(Dataset entries)
▬▬▬
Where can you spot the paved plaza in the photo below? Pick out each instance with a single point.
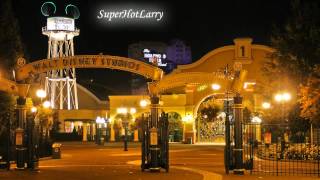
(89, 161)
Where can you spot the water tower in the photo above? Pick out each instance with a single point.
(60, 84)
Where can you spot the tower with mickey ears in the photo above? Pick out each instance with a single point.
(60, 84)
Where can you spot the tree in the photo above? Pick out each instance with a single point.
(310, 97)
(297, 52)
(11, 46)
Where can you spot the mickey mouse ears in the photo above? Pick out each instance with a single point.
(49, 9)
(72, 10)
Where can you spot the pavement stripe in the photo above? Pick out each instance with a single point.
(206, 174)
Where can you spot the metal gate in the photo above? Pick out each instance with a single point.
(271, 149)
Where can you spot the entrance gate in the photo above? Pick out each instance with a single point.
(155, 144)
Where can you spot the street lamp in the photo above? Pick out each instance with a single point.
(125, 112)
(215, 86)
(143, 103)
(46, 104)
(186, 120)
(282, 98)
(99, 122)
(266, 105)
(33, 132)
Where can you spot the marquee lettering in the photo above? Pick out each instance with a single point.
(88, 61)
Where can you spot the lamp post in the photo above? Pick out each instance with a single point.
(186, 120)
(33, 131)
(99, 122)
(125, 112)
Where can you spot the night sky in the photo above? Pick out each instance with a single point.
(203, 25)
▬▬▬
* **What you need to do**:
All entries need to be duplicated exactly, apart from the images.

* **Exercise solution**:
Where can you spot the paved plaza in the photo below? Pick out each instance with a single point.
(89, 161)
Where can you spot the water tower in the photo above? Pick out each instance with a single point.
(60, 84)
Where can you spot the tower with mickey ears in the photo above? Pick out each instance with a single point.
(60, 84)
Where can you spot the tree in the photo above? Pick out each instance with a single point.
(310, 97)
(297, 52)
(11, 46)
Where can you spot the mickey mouse ears in the photo above? Pick out each instance with a single point.
(49, 9)
(72, 10)
Where can you spot the pavement stripe in the photo above? Pick out each instance with a single point.
(206, 174)
Where can you spot the metal gate in the photo above? Pick out each instance with a single point.
(271, 149)
Where can you spot the entrance gate in the photo above? Pick out each instance with a single point.
(155, 144)
Where can you spot the street lamp in the photo above? Pick out each instance with a single point.
(125, 112)
(215, 86)
(143, 103)
(46, 104)
(186, 120)
(282, 98)
(99, 122)
(266, 105)
(33, 132)
Where can you spot the marquee lettering in the photo above? Pick out each instance with a single point.
(88, 61)
Where can you spot the lamp post in the photo above? Pick out each instance with a single point.
(186, 120)
(33, 131)
(99, 122)
(125, 112)
Where can you spot the night sky in the photo above? Pick out each instance with a single point.
(203, 25)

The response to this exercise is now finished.